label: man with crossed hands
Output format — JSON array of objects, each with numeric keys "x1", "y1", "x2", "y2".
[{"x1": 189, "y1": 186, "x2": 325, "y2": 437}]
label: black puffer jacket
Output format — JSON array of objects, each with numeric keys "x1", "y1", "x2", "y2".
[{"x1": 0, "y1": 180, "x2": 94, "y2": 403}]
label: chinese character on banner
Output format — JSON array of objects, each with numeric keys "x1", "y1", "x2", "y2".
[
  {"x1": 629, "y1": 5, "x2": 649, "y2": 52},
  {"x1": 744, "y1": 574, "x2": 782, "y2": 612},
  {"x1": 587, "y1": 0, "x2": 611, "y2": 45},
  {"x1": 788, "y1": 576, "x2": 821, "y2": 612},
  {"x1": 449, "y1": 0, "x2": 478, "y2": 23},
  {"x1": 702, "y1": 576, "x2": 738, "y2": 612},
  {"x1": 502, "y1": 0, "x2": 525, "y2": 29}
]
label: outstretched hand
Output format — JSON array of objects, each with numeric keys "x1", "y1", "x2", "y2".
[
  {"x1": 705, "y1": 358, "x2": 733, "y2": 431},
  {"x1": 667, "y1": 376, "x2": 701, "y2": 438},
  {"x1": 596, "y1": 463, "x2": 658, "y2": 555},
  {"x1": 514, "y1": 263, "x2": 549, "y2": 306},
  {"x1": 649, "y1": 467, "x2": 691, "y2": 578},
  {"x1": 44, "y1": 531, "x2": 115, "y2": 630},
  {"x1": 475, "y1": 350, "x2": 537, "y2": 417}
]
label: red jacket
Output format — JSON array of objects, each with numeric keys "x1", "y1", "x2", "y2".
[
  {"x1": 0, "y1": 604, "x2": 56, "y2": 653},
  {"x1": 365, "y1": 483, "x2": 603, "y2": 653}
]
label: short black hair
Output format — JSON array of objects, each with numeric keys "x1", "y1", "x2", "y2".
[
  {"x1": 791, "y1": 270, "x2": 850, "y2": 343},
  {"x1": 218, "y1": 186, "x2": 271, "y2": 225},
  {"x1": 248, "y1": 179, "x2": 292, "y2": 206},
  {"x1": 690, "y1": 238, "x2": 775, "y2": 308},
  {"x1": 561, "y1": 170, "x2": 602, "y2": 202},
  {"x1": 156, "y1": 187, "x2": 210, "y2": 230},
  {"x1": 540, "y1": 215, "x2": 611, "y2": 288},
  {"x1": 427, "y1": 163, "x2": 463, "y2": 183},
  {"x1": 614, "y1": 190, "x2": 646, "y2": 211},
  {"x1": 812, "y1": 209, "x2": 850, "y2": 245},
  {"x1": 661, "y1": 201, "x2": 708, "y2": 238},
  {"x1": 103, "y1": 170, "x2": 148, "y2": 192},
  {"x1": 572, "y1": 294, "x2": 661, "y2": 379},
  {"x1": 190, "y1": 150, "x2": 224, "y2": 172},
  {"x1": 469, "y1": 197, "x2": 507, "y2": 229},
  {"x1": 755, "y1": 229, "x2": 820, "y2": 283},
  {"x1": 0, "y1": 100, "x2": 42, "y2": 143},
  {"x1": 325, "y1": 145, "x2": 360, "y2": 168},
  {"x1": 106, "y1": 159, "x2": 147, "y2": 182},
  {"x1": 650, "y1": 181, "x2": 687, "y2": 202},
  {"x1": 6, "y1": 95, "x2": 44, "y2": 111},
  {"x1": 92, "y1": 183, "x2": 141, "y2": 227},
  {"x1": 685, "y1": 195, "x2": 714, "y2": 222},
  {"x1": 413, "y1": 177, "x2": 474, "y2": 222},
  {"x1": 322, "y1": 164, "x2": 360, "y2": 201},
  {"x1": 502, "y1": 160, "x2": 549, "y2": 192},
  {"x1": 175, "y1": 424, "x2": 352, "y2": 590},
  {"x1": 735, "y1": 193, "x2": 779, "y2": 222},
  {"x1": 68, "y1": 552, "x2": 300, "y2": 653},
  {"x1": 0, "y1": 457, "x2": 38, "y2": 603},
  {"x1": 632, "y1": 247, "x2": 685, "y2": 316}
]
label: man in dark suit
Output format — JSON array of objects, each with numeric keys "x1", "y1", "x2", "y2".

========================================

Please quote exactly the lines from the one containing "label: man in dark suit" through the last line of the records above, both included, and nothing else.

§ Exercise answer:
label: man in dark suit
Output format — JSON array of objects, each with numeric keys "x1", "y1", "x2", "y2".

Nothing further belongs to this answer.